> EXERCISES TO COMPLETE:
**1.** Rewrite the replication setup text from "db_name=# \q" up to and including "public.pgbench_tellers to replication set default.", changing "db_name" to "bench_db".
**2.** According to the replication setup text, why can't the table pgbench_history be added to the default replication set?
**3.** Decide whether each statement below agrees with the replication setup text. Answer yes or no for each, and quote the words of the text that decide it.
(a) The pgbench tables must be created on every node in the replication cluster.
(b) With a Spock extension older than 4.0, the ALTER TABLE commands include delta_apply_function=spock.delta_apply.
(c) pgbench is used to set up a four-table database.

> SOURCE EXCERPT:

When cluster deployment completes, you can create one or more tables in the database, and use the pgedge spock repset-add-table to add the table to the default replication set to start replication.

Adding Tables to the `default` Replication Set

For replication to begin, you will need to add tables to the default replication set; for this example, we'll use pgbench to create those tables. When you open pgbench or psql, specify the port number and database name to ensure you're working on the correct node. Before starting, source the PostgreSQL environment variables on each node to add pgbench and psql to your OS PATH; for example:

source cluster/demo/n1/pgedge/pg16/pg16.env

Then, use pgbench to set up a very simple four-table database. At the OS command line, create the pgbench tables in your database (db_name) with the pgbench command. You must create the tables on each node in your replication cluster:

pgbench -i --port=port_number db_name

Then, connect to each node with the psql client:

psql -p port_number -d db_name

Once connected, alter the numeric columns, making the numeric fields conflict-free delta-apply columns, ensuring that the value replicated is the delta of the committed changes (the old value plus or minus any new value) to a given record. If your cluster is configured to use Spock extension 4.0 (or later) use the commands:

ALTER TABLE pgbench_accounts ALTER COLUMN abalance SET (log_old_value=true, delta_apply_function=spock.delta_apply);
ALTER TABLE pgbench_branches ALTER COLUMN bbalance SET (log_old_value=true, delta_apply_function=spock.delta_apply);
ALTER TABLE pgbench_tellers ALTER COLUMN tbalance SET (log_old_value=true, delta_apply_function=spock.delta_apply);

If you're using an older version of the Spock extention (prior to 4.0), use the commands:

ALTER TABLE pgbench_accounts ALTER COLUMN abalance SET (log_old_value=true);
ALTER TABLE pgbench_branches ALTER COLUMN bbalance SET (log_old_value=true);
ALTER TABLE pgbench_tellers ALTER COLUMN tbalance SET (log_old_value=true);

Then, exit psql:

db_name=# \q

On the OS command line for each node, use the pgedge spock repset-add-table command to add the tables to the system-created replication set (named default); the command is followed by your database name (db_name):

./pgedge spock repset-add-table default 'pgbench_*' db_name
Adding table public.pgbench_accounts to replication set default.
Adding table public.pgbench_branches to replication set default.
Adding table public.pgbench_history to replication set default.
⚠ table pgbench_history cannot be added to replication set default
⚠ DETAIL:  table does not have PRIMARY KEY and given replication set is configured to replicate UPDATEs and/or DELETEs
Adding table public.pgbench_tellers to replication set default.

> INFORMATION GIVEN:
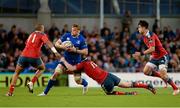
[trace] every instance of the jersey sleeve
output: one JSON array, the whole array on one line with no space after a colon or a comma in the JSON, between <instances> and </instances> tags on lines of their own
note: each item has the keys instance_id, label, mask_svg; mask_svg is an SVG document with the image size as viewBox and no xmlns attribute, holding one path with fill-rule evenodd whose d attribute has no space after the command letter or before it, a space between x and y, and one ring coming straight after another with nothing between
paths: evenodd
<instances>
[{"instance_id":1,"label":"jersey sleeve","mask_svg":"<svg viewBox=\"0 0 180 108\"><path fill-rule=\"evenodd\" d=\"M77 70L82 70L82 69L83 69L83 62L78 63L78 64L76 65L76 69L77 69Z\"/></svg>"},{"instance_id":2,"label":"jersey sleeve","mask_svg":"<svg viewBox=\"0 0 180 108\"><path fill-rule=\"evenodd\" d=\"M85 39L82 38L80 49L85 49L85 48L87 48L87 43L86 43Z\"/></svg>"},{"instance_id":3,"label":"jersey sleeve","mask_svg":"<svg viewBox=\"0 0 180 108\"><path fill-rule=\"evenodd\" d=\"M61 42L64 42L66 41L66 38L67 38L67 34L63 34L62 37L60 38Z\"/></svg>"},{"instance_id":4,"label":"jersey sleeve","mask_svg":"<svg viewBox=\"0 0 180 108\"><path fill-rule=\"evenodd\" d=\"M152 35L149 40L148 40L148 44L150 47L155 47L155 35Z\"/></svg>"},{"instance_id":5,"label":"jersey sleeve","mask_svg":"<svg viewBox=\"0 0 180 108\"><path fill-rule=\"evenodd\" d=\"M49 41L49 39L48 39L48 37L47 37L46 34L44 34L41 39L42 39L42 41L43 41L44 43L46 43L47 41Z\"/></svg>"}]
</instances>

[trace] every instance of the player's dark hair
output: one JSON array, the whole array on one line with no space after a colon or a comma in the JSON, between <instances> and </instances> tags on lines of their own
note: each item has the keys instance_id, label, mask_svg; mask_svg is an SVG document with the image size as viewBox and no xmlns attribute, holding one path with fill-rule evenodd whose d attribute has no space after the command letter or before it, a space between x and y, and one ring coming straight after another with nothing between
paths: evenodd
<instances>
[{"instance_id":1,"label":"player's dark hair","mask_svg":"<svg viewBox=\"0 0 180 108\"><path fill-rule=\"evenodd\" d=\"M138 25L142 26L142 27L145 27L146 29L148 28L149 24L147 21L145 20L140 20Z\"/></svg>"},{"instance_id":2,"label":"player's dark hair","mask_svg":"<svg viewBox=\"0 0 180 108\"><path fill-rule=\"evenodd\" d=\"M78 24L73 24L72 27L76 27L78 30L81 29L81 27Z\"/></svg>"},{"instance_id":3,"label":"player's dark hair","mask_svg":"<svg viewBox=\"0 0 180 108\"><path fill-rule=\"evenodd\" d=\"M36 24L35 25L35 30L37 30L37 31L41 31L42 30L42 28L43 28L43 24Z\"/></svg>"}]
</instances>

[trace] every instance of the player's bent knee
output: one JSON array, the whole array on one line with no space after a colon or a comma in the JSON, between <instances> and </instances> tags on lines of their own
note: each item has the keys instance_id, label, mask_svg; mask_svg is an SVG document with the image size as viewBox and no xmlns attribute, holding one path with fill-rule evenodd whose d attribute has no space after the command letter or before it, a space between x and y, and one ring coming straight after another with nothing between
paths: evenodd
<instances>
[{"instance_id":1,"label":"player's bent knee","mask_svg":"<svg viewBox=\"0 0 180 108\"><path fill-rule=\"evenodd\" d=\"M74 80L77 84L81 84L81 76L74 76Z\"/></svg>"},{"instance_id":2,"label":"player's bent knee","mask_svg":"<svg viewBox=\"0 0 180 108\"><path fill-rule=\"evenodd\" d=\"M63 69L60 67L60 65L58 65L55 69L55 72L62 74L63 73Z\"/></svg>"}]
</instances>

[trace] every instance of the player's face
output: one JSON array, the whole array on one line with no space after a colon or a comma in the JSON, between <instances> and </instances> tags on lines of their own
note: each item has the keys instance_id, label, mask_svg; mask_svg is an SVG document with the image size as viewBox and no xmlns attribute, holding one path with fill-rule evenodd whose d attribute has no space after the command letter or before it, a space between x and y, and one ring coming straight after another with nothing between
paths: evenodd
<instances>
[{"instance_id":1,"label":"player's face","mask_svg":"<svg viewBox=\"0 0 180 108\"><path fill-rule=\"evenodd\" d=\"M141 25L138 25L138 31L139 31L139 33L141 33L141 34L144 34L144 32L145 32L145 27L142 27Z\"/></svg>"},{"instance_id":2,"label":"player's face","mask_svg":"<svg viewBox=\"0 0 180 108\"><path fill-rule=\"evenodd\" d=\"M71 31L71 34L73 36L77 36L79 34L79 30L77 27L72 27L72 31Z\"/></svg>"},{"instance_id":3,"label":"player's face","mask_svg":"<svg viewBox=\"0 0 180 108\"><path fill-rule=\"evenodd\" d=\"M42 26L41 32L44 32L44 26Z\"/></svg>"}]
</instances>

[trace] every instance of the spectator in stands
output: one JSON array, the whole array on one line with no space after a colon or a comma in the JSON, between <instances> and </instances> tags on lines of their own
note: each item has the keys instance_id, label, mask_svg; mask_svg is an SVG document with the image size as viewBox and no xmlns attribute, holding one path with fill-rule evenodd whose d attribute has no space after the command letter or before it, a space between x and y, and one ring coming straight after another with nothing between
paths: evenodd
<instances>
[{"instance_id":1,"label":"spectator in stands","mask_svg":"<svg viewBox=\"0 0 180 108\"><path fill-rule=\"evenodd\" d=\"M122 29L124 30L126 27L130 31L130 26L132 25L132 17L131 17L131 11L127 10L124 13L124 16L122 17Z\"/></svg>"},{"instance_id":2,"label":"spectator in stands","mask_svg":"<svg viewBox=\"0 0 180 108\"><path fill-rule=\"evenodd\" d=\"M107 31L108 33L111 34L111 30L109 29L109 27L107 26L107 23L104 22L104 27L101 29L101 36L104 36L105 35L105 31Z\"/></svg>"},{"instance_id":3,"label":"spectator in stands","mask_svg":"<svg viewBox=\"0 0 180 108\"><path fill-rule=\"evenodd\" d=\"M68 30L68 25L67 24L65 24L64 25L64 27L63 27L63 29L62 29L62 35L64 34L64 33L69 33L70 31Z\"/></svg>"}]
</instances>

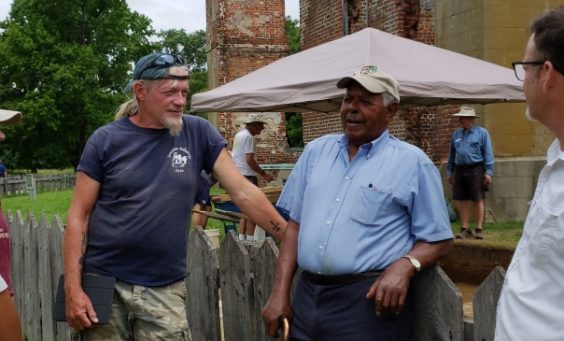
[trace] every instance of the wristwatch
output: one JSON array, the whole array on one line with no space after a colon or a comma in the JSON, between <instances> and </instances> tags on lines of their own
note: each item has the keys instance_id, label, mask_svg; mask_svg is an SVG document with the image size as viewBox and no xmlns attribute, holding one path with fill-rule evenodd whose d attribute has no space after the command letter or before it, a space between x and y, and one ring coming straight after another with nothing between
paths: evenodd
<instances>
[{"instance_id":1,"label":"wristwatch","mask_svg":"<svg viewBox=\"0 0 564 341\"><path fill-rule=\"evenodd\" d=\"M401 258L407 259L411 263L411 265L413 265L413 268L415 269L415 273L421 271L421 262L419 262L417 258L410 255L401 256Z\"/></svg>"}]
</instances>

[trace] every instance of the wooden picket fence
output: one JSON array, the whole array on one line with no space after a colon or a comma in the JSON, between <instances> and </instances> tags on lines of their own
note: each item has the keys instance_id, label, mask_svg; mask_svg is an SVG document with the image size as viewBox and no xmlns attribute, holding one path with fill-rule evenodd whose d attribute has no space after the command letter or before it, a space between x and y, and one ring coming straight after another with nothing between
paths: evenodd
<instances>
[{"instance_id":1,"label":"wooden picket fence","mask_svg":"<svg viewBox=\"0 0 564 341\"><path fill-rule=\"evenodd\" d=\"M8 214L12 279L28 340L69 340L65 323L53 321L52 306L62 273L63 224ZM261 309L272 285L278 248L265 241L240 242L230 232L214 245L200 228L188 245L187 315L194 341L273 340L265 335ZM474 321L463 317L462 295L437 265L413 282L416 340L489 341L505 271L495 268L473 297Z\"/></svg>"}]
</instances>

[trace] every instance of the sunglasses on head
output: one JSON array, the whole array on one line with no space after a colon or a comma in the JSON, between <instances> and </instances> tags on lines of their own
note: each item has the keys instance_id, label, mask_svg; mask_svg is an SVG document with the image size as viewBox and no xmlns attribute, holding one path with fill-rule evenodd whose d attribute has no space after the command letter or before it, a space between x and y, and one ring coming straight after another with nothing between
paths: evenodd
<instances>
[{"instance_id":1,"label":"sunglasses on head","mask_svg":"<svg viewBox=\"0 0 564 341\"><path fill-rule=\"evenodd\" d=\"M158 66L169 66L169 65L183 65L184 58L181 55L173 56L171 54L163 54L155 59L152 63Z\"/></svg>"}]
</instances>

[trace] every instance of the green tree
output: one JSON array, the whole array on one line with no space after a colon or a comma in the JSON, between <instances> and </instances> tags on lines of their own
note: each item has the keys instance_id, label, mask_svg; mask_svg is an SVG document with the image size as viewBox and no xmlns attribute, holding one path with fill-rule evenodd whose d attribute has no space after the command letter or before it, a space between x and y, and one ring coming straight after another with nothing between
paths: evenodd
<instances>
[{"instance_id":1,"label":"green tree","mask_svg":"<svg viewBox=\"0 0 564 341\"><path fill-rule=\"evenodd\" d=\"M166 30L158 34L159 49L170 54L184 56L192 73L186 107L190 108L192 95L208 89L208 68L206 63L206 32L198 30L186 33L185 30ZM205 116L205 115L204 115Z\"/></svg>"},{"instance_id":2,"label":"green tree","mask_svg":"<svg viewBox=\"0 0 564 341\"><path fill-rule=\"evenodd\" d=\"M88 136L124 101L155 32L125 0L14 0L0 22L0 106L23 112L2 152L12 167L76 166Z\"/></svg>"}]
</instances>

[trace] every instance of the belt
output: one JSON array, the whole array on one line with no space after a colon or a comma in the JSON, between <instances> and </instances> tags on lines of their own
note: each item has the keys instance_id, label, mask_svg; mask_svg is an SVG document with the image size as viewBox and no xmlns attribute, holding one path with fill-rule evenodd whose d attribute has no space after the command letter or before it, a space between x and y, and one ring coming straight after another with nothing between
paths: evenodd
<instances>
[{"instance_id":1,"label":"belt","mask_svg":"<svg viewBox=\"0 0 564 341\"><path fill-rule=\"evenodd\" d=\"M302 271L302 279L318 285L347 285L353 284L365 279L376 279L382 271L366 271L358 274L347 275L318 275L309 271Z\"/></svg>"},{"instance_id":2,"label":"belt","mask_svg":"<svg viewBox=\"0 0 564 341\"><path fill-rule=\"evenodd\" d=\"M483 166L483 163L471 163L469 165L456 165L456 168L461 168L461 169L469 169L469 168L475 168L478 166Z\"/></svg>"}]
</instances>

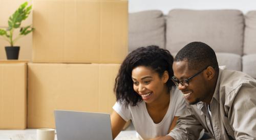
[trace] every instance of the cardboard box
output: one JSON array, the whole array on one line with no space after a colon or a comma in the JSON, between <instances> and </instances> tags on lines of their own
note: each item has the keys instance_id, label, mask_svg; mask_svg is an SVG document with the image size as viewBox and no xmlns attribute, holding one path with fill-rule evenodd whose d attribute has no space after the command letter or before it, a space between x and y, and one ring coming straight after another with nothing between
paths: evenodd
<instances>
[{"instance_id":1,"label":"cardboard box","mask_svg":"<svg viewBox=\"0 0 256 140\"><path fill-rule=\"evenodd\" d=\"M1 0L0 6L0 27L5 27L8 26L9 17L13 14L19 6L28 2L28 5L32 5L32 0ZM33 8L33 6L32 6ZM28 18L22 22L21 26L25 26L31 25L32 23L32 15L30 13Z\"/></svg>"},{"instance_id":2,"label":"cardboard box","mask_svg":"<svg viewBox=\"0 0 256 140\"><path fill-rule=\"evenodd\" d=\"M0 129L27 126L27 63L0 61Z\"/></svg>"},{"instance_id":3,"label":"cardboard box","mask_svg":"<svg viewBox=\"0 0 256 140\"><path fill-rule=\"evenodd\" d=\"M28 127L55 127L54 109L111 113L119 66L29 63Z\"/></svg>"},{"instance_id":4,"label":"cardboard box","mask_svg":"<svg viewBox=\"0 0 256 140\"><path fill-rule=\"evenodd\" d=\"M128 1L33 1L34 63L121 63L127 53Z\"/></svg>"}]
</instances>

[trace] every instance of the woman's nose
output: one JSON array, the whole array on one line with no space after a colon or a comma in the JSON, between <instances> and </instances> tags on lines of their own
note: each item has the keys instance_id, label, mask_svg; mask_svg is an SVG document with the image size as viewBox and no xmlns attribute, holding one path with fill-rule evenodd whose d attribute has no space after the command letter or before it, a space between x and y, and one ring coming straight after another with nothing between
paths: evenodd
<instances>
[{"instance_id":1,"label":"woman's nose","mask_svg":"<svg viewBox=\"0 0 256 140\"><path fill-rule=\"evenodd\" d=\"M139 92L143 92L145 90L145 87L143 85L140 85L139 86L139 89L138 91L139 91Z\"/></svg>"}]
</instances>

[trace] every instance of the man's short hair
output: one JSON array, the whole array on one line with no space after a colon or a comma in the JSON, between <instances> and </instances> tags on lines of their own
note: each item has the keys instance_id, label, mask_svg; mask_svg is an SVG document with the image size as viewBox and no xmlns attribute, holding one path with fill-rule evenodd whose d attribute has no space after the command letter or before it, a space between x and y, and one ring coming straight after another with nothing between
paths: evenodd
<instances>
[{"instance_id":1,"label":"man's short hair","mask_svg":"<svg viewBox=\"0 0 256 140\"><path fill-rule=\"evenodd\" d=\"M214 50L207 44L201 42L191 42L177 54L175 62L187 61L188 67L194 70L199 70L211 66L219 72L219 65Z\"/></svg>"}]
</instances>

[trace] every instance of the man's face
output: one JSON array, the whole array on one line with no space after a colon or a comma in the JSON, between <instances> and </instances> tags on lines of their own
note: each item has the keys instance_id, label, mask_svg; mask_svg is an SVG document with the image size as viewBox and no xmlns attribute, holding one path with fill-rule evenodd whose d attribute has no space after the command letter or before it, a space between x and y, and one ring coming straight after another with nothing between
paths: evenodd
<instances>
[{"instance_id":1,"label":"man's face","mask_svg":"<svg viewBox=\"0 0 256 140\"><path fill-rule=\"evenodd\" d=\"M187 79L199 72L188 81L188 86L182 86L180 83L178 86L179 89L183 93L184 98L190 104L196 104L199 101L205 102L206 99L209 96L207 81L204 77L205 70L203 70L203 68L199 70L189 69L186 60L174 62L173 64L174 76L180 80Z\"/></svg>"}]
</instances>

> RESPONSES:
**1.**
bench_db=# \q

On the OS command line for each node, use the pgedge spock repset-add-table command to add the tables to the system-created replication set (named default); the command is followed by your database name (bench_db):

./pgedge spock repset-add-table default 'pgbench_*' bench_db
Adding table public.pgbench_accounts to replication set default.
Adding table public.pgbench_branches to replication set default.
Adding table public.pgbench_history to replication set default.
⚠ table pgbench_history cannot be added to replication set default
⚠ DETAIL:  table does not have PRIMARY KEY and given replication set is configured to replicate UPDATEs and/or DELETEs
Adding table public.pgbench_tellers to replication set default.

**2.** It does not have a PRIMARY KEY, and the default replication set is configured to replicate UPDATEs and/or DELETEs.

**3.**
(a) Yes: "You must create the tables on each node in your replication cluster"
(b) No: "ALTER TABLE pgbench_accounts ALTER COLUMN abalance SET (log_old_value=true);"
(c) Yes: "use pgbench to set up a very simple four-table database"